### INSTRUCTIONS TO FOLLOW
Word for word, return every record that follows.

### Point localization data
---------------

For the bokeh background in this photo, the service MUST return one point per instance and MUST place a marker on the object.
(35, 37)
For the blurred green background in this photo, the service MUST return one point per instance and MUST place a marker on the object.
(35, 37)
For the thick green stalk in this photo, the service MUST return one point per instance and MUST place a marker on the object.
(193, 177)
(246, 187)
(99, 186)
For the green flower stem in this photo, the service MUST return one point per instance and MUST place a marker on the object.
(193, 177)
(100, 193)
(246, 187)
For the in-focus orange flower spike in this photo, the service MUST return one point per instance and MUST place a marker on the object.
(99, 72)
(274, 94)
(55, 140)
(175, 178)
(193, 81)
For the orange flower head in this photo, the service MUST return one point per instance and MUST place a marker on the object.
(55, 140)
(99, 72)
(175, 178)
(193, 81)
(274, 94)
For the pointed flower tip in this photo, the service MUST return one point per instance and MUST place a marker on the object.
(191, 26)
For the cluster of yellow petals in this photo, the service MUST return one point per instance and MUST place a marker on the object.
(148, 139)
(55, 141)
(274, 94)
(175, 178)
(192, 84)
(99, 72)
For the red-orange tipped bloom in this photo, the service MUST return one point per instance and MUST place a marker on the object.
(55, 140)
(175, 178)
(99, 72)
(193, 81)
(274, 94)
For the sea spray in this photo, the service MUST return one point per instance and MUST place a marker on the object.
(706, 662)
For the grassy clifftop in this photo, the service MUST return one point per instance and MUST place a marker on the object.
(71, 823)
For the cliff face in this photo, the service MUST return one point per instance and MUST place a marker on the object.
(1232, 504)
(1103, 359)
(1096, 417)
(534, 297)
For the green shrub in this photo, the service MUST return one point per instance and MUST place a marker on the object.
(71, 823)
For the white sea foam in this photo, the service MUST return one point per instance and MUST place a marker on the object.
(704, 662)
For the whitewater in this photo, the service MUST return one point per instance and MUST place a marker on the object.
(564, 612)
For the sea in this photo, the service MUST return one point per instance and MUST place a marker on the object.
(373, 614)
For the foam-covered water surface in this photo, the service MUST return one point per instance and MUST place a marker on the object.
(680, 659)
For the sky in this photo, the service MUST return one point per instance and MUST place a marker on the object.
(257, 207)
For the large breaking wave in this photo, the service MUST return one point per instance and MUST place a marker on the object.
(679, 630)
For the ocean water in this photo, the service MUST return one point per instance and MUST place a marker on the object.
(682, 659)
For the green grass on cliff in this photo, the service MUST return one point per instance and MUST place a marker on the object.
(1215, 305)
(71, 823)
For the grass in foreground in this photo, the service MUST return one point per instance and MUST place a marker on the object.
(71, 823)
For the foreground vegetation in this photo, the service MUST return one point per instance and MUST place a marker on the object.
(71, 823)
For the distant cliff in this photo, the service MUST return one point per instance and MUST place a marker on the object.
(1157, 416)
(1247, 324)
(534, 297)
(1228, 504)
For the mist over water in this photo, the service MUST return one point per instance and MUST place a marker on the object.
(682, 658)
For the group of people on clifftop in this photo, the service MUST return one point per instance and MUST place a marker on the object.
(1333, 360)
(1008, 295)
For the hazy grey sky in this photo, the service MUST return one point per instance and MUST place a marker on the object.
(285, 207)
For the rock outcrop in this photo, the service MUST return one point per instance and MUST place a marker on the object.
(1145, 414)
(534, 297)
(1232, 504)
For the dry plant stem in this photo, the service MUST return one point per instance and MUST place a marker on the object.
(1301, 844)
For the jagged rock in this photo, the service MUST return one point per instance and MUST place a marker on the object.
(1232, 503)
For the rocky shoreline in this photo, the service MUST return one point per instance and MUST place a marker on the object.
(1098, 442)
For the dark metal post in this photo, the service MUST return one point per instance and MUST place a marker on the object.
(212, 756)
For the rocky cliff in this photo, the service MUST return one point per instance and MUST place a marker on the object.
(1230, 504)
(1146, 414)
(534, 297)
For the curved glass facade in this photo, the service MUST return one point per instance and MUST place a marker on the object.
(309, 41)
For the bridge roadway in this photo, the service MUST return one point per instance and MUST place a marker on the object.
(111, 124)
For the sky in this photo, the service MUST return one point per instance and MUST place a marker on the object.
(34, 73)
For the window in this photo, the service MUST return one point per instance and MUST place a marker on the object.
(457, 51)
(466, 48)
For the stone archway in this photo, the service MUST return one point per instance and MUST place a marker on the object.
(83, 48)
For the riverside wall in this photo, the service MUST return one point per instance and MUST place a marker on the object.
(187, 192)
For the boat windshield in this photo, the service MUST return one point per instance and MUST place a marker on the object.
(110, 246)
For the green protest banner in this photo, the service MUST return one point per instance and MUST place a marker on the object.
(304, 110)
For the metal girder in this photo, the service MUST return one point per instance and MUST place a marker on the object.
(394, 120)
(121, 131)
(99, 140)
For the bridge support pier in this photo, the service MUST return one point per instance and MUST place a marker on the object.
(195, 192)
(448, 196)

---------------

### SOLVED PROBLEM
For the bokeh background in this photo, the service MUST return one point per instance and MUST place a marker on the object.
(35, 37)
For the blurred green background in this photo, the service MUST return one point per instance and MUST place a marker on the object.
(35, 37)
For the thick green stalk in this photo, the service MUST return one point per instance and MUST place a marker on the object.
(193, 177)
(246, 187)
(99, 186)
For the green flower stem in this photo, the service MUST return one point per instance and MUST place a marker on the object.
(193, 177)
(100, 193)
(246, 187)
For the in-focus orange flower spike in this photo, the service MUST return one point per instance and MUST place a marker on the object.
(99, 72)
(274, 94)
(55, 140)
(175, 178)
(193, 81)
For the orange flower head in this photo, the service MUST return one point per instance and MUST place a marker on the object.
(55, 140)
(99, 72)
(175, 178)
(193, 81)
(274, 94)
For the pointed flower tip in this photo, the service MUST return one point per instance and MUST place a marker on the object.
(191, 26)
For the cluster of yellow petals in this photo, the service MUST return one point per instance and MUST place a marker on the object.
(148, 139)
(55, 141)
(274, 94)
(175, 178)
(192, 84)
(99, 72)
For the red-orange tipped bloom in this photo, the service MUST return one point per instance and MUST place a marker on the object.
(55, 140)
(175, 178)
(99, 72)
(193, 81)
(274, 94)
For the sea spray in this photo, the service MUST return one point per instance and MUST place a marker on the object.
(706, 662)
For the grassy clifftop in this photo, the service MUST return one point per instance and MUST place a marker on the object.
(71, 823)
For the cliff face in this photo, the service MUST return one point per instance and MUST place a marker on the object.
(1232, 504)
(1103, 359)
(1096, 417)
(534, 297)
For the green shrub in this photo, the service MUST return one point per instance and MUST place a marker on the object.
(71, 823)
For the white sea foam in this photo, the service MUST return one point per instance and MUST place a marker on the object.
(704, 662)
For the whitewater in this photo, the service MUST return one point per instance and MUST place a marker on the object.
(564, 612)
For the sea in this photo, the service MUST return one point per instance and MUST place a marker on the object.
(373, 614)
For the foam-covered water surface in this photo, the service MUST return one point per instance and MUST place a marker on the object.
(680, 659)
For the sky in this photo, the service MUST return one point per instance and MUST place a marker on the object.
(257, 207)
For the large breaking wave in this photo, the service MUST return one point per instance and MUST place a marker on the object.
(679, 630)
For the ocean water in this photo, the service MUST return one point per instance and MUST place a marker on the object.
(682, 659)
For the green grass on cliff in this photo, the service MUST return one point per instance and MUST place a marker on the object.
(1215, 305)
(71, 823)
For the grass in foreground in this photo, the service MUST return one point per instance and MUST place a marker on the object.
(71, 823)
For the foreground vegetation in this photo, the service MUST return one point per instance and MUST place a marker on the object.
(71, 823)
For the distant cliff in this photo, the service MUST return one point per instance and MUST place a marker on the object.
(1157, 416)
(1247, 324)
(534, 297)
(1228, 504)
For the mist over water in this photo, the service MUST return one point per instance and MUST place a marker on the object.
(682, 658)
For the group of people on clifftop in this photo, the service MUST return one point per instance and MUST place a marker on the object.
(1333, 360)
(1008, 295)
For the hazy grey sky in this photo, the service MUST return one point per instance and MUST place a marker on the object.
(285, 207)
For the rock outcrop in this photo, the service MUST return one point per instance and MUST place a marker on the object.
(1145, 414)
(534, 297)
(1232, 504)
For the dry plant stem in this photo, the service MUST return one point per instance and MUST place a marker on the object.
(1301, 844)
For the jagged rock in this photo, the service MUST return one point per instance and MUST place a marker on the object.
(1232, 503)
For the rocky shoreline in this photo, the service MUST return one point per instance and MUST place a marker on the object.
(1098, 442)
For the dark metal post in this photo, the service MUST return one point per instance and MUST place a marker on the object.
(212, 756)
For the rocky cliff in this photo, the service MUST return one point per instance and MUST place a marker on the object.
(1230, 504)
(1146, 414)
(534, 297)
For the curved glass facade in this photo, the service MUST return one point per instance and MUST place a marker on the object.
(309, 41)
For the bridge roadway in this photo, the service MUST return one point per instance and MUST place a marker on the object.
(111, 124)
For the sky in this photo, the service MUST return one point per instance and MUST place a marker on the object.
(34, 73)
For the window in this photo, the service MUST return one point per instance and MUST place a marker on the object.
(457, 51)
(466, 48)
For the stone archway in this photo, the service MUST return one point per instance and MUST place a marker on the object.
(83, 48)
For the riverside wall in this photo, the service MUST return one point per instance and MUST place a marker on the object.
(187, 192)
For the boat windshield in this photo, the service MUST return one point per instance and MUST place a marker on the object.
(110, 246)
For the green protest banner in this photo, the service MUST return one point per instance and MUST place a marker on the object.
(304, 110)
For the metal girder in this photo, the service MUST return one point per instance and MUST place a marker on the object.
(394, 120)
(121, 131)
(99, 140)
For the bridge support pier in this photo, the service MUST return one point per instance and MUST place a marker on the object.
(195, 192)
(448, 196)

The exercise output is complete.